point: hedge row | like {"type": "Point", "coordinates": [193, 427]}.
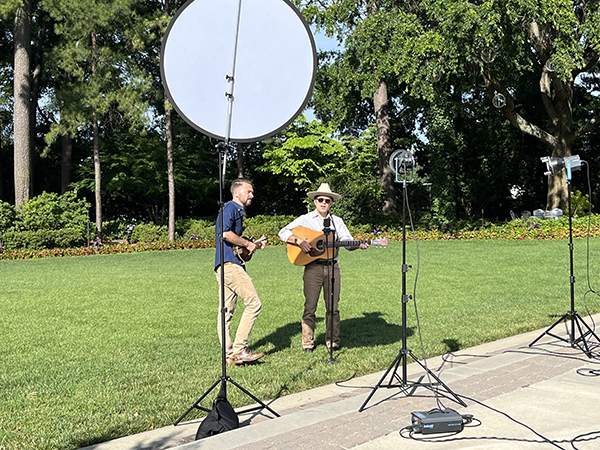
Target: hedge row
{"type": "Point", "coordinates": [200, 234]}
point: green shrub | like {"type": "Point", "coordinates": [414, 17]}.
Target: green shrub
{"type": "Point", "coordinates": [49, 211]}
{"type": "Point", "coordinates": [196, 229]}
{"type": "Point", "coordinates": [117, 229]}
{"type": "Point", "coordinates": [8, 216]}
{"type": "Point", "coordinates": [46, 221]}
{"type": "Point", "coordinates": [148, 232]}
{"type": "Point", "coordinates": [43, 239]}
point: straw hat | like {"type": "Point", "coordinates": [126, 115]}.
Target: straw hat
{"type": "Point", "coordinates": [324, 189]}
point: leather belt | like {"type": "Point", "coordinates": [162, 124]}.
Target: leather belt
{"type": "Point", "coordinates": [322, 262]}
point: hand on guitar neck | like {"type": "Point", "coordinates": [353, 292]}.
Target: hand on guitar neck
{"type": "Point", "coordinates": [245, 253]}
{"type": "Point", "coordinates": [306, 245]}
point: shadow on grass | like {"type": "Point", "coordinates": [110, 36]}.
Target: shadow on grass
{"type": "Point", "coordinates": [370, 330]}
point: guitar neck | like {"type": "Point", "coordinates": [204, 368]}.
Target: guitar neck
{"type": "Point", "coordinates": [347, 243]}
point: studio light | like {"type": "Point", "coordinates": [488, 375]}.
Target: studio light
{"type": "Point", "coordinates": [402, 163]}
{"type": "Point", "coordinates": [555, 164]}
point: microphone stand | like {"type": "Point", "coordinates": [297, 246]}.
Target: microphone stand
{"type": "Point", "coordinates": [331, 276]}
{"type": "Point", "coordinates": [404, 353]}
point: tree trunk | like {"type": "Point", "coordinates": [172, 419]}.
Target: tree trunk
{"type": "Point", "coordinates": [97, 177]}
{"type": "Point", "coordinates": [22, 101]}
{"type": "Point", "coordinates": [384, 145]}
{"type": "Point", "coordinates": [170, 171]}
{"type": "Point", "coordinates": [96, 129]}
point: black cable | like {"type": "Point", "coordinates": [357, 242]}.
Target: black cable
{"type": "Point", "coordinates": [544, 439]}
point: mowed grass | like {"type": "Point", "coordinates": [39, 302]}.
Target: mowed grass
{"type": "Point", "coordinates": [93, 348]}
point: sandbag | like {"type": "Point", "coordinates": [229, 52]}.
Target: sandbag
{"type": "Point", "coordinates": [222, 417]}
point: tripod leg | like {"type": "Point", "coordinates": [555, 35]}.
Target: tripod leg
{"type": "Point", "coordinates": [245, 391]}
{"type": "Point", "coordinates": [426, 369]}
{"type": "Point", "coordinates": [582, 335]}
{"type": "Point", "coordinates": [395, 364]}
{"type": "Point", "coordinates": [564, 317]}
{"type": "Point", "coordinates": [195, 405]}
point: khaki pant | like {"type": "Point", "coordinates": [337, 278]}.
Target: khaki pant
{"type": "Point", "coordinates": [317, 277]}
{"type": "Point", "coordinates": [237, 284]}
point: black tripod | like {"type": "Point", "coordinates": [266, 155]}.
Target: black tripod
{"type": "Point", "coordinates": [331, 272]}
{"type": "Point", "coordinates": [576, 320]}
{"type": "Point", "coordinates": [404, 353]}
{"type": "Point", "coordinates": [224, 378]}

**DESCRIPTION OF THE TASK:** Among the records above, only the lines between the line holding "Target: green shrub" and the line holding "point: straw hat", inclusive, are to be output, exactly as written.

**ANSWER TO THIS TASK:**
Target: green shrub
{"type": "Point", "coordinates": [49, 211]}
{"type": "Point", "coordinates": [196, 229]}
{"type": "Point", "coordinates": [117, 229]}
{"type": "Point", "coordinates": [8, 216]}
{"type": "Point", "coordinates": [46, 221]}
{"type": "Point", "coordinates": [148, 232]}
{"type": "Point", "coordinates": [43, 239]}
point: straw hat | like {"type": "Point", "coordinates": [126, 115]}.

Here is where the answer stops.